When Philadelphia City Council members adjourned for their summer vacations in June — after a year in which they were forced to meet virtually as they fought high-stakes battles over taxes, housing, and violence prevention — they were hopeful that things might be different in the fall.
But when lawmakers returned to business on Friday, they were again meeting virtually after the delta variant surge forced Council President Darrell L. Clarke to abandon his plan for a return to in-person meetings. And they were still talking about taxes, affordable housing, and gun violence.
Council met on Friday, instead of its usual Thursday session, to avoid conflicting with the Jewish holiday of Yom Kippur.
Here are some big questions looming over Council’s fall session:
When will Council resume in-person meetings?
It’s unclear. Clarke told lawmakers two weeks ago that he plans to return to an “in-person environment as soon as that makes sound medical sense.”
Until then, Council members will conduct their meetings through Microsoft Teams, and broadcast them on Channel 64 and the Council website.
Many lawmakers complained about being unable to meet in person during June’s budget negotiations, saying the talks dragged on in part because of the virtual environment.
“It’s important to look somebody in their eyes,” Councilmember Curtis Jones Jr. said. “Some of the things just don’t translate well in emails or texts.”
What do lawmakers plan to do about housing?
Many Council members are in agreement that Philadelphia’s affordable housing crisis needs to be addressed. But they are far from on the same page about how to address it.

◆ Provided data

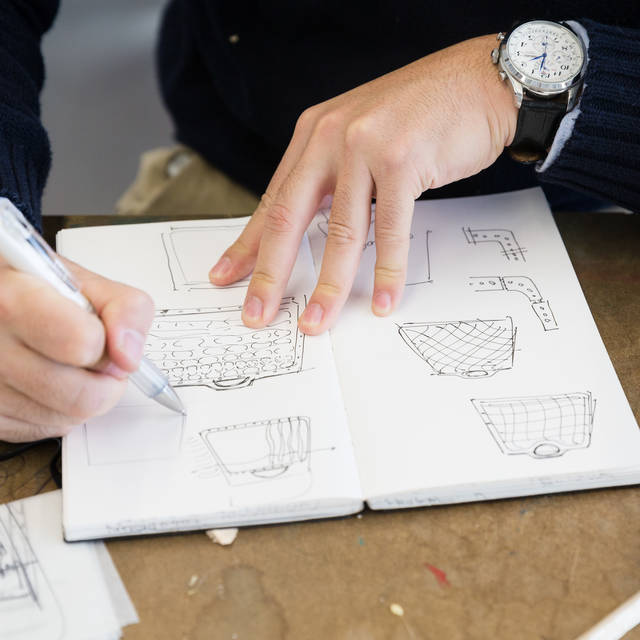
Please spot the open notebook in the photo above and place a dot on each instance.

◆ Your goal
In the article on Philadelphia City Council's fall session, why did Council meet on Friday rather than its usual Thursday?

◆ Problem solution
To avoid conflicting with the Jewish holiday of Yom Kippur.